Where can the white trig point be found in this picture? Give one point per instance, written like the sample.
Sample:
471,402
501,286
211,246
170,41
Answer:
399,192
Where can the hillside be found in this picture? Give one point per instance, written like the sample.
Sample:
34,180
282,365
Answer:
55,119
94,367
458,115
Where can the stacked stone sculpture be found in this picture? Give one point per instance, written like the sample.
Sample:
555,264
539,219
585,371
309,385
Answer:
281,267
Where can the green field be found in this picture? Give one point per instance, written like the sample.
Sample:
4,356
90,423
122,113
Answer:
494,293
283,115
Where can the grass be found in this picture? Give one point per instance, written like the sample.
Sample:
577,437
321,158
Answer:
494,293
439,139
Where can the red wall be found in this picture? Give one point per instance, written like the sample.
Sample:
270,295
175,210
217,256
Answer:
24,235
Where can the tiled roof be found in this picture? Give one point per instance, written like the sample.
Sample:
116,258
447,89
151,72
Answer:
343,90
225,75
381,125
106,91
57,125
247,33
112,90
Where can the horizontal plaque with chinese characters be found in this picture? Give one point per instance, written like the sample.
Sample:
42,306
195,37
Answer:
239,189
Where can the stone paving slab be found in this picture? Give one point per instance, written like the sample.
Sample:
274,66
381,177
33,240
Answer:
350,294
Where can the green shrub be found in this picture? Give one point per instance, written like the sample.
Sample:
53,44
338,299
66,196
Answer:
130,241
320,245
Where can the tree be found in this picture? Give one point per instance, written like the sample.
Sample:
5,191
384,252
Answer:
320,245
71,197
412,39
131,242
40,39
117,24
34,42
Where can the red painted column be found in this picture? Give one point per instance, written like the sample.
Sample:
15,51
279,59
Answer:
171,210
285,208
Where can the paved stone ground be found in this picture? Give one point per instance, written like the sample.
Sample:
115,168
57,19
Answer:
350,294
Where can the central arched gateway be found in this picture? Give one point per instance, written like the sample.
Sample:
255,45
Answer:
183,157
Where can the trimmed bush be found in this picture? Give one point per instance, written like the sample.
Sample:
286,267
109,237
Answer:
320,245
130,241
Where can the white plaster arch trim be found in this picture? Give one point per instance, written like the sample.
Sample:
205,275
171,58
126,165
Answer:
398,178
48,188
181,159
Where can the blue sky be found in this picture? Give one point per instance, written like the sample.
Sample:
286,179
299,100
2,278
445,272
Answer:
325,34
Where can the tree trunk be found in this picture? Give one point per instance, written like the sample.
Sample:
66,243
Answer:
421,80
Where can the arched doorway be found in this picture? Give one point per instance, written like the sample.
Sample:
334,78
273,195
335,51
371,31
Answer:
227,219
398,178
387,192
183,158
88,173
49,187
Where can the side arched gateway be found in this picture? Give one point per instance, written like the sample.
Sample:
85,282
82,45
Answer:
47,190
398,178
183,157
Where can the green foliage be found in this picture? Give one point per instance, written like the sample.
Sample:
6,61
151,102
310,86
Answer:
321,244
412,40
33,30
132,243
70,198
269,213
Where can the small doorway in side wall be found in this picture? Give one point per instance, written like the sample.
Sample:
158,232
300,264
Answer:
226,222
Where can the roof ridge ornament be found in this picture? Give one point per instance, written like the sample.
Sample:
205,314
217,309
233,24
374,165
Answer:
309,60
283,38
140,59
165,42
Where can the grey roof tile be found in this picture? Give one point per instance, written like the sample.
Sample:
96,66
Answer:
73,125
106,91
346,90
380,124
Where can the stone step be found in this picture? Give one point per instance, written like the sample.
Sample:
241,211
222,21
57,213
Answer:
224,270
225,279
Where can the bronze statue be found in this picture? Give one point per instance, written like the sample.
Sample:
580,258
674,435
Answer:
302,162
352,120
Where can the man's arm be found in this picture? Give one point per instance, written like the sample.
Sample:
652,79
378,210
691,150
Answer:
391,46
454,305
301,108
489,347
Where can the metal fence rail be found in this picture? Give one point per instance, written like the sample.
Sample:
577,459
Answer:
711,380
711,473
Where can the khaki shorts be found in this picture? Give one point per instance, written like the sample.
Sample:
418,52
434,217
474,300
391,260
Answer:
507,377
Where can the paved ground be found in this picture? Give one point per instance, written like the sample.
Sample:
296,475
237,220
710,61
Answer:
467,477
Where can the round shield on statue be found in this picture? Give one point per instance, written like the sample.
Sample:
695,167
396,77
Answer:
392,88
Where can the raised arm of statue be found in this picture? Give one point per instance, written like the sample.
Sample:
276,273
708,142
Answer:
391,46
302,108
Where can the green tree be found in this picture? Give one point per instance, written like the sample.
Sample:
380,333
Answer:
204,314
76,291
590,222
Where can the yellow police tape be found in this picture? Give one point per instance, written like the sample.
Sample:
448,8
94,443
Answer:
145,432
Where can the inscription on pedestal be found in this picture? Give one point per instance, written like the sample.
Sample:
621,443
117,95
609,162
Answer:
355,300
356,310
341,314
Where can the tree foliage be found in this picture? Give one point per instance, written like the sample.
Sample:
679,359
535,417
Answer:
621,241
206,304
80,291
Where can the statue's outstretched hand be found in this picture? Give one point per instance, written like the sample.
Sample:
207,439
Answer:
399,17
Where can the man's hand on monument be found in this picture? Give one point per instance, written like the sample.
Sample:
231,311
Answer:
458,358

-.-.-

Set task -
Copy out all of the records above with nothing altered.

Correct result -
Where can the white trig point be found in this picture? Give one point per instance, written like the sample.
Sample:
471,402
501,286
211,246
170,41
Answer:
399,192
Where can the hillside be found in this picture? Give one point per instance, written like the sample.
Sample:
34,180
282,365
Answer:
55,119
94,367
458,115
Where can the stacked stone sculpture be found in this picture? Give one point per instance, written like the sample.
Sample:
555,264
539,219
585,371
309,385
Answer:
281,267
Where can the green field be found in this picture? Give one point per instance, written like the sample.
Sample:
4,356
90,423
122,113
Answer:
494,293
283,115
Where can the grass be found in this picture? Give one point per instance, written like the sample.
Sample:
577,437
321,158
Answer:
494,293
439,139
Where can the red wall be found in this picture? Give one point per instance, written like the sample.
Sample:
270,295
175,210
217,256
Answer:
24,235
Where can the tiled roof be found in this picture? Give one point per instance, written like the sample.
Sample:
116,258
447,89
151,72
Answer:
343,90
225,75
381,125
106,91
57,125
247,33
112,90
Where can the horizontal plaque with chinese characters be found in this picture? Give one point per instance, written like the sample.
Sample:
42,306
195,37
Answer:
239,189
Where can the stone paving slab be found in this picture? Give one point per instance, written like the sample.
Sample:
274,66
381,177
33,240
Answer:
350,294
Where can the green shrub be found in this picture? Give one point per instance, written like the sample.
Sample:
53,44
338,299
66,196
Answer:
130,241
320,245
Where can the tree be found in this picture? Give one point per instance, written like the sample.
Sample:
5,191
384,252
Answer:
320,245
71,197
412,39
131,242
40,39
117,24
34,42
Where can the red painted column be found in this picture? Give one point per instance, written like the sample.
Sample:
15,51
279,59
Answer:
171,210
285,208
Where can the paved stone ground be found in this picture? Give one point per instance, written like the sample.
Sample:
115,168
57,19
Answer:
350,294
Where can the central arched gateway be found in this picture? Give one point per instance, written like the sample.
Sample:
255,45
Answer:
183,157
Where can the trimmed bush be found in this picture? Give one point per instance, written like the sample.
Sample:
286,267
109,237
Answer:
320,245
130,241
Where can the white plaster arch trim be found in this picture? Give one point per instance, written like the sample.
Sample:
205,275
171,58
126,165
Answer:
398,178
48,188
181,159
Where can the blue sky be found in this picture? Give one point per instance, written like the sample.
Sample:
286,179
299,100
2,278
445,272
Answer:
325,34
Where can the tree trunk be found in this picture? Give one point per instance, written like the sample.
Sample:
66,243
Answer:
421,80
Where can the arched doorway be found in this picture? Give one point per instance, written like the sample.
Sample:
334,78
273,195
335,51
371,31
Answer:
227,219
398,178
387,192
183,158
88,173
49,187
Where can the side arched gateway be found in this picture? Give one point per instance, written like the sample.
Sample:
85,282
82,45
Answer:
47,190
398,178
183,157
Where can the green foliage be found in this picture? Give one point per instance, written like the sample.
Sample:
6,61
151,102
310,86
Answer:
321,244
412,40
33,30
132,243
70,198
269,213
Where can the small doorway in side wall be found in this picture? Give one point per instance, written like the sample.
Sample:
158,232
300,264
Answer:
226,222
Where can the roof ridge ornament be found in this picture? Give one point per instance, written like the sample.
Sample:
205,314
217,309
233,24
374,165
Answer:
309,60
283,38
140,59
165,42
Where can the grey roof tile be found in this picture? Give one point per instance, written like the sample.
Sample:
96,66
Answer:
73,125
106,91
346,90
380,124
Where can the stone step be found in this picture? Give one point per instance, written like the sample.
Sample:
241,211
222,21
57,213
Answer:
224,270
225,279
Where can the bronze statue be found in this picture? Give one point per instance, written like the sample.
Sample:
580,258
674,435
Answer:
302,162
352,120
Where can the man's arm be found in this picture? Give one point per instance, written like the sample.
Sample:
652,79
378,210
691,150
Answer:
391,46
454,305
301,108
489,347
Where can the metal fence rail be found in this picture? Give one point per instance, written like the sample.
Sample:
577,459
Answer:
711,380
711,473
Where can the khaki shorts be found in this picture? Give one point per instance, written like the sample.
Sample:
418,52
434,217
474,300
391,260
Answer:
507,377
Where can the paved ground be found in this picture? Give one point per instance, written like the sample.
Sample:
296,475
237,220
710,61
Answer:
467,477
Where can the round shield on statue be found in this picture? Give one point per instance, written like the sample.
Sample:
695,167
396,77
Answer:
392,88
Where can the raised arm of statue be found in this picture? Give one point per instance, written like the sample.
Sample:
276,273
708,142
Answer:
391,46
302,108
Where can the green tree be found in this picture? Give one point per instance, written like the sample.
Sample:
380,333
Answer:
204,314
76,291
590,222
Where can the yellow police tape be found in this picture? Give one point per instance, written like the sample.
Sample:
448,8
94,443
Answer:
145,432
Where can the inscription on pedestal be found in this picture? Give one point per instance, written like the sample.
Sample:
621,443
117,95
609,162
Answer:
355,300
356,310
341,314
Where can the tree foliage be found in this picture? Give one point per instance, written like the sample.
Sample:
679,359
535,417
Answer:
621,241
206,304
80,291
Where can the statue's outstretched hand be found in this picture? Give one point per instance, written like the sample.
Sample:
207,439
Answer:
399,17
Where can the man's hand on monument be found in this picture? Give one point per instance, written like the sample.
Sample:
231,311
Answer:
458,358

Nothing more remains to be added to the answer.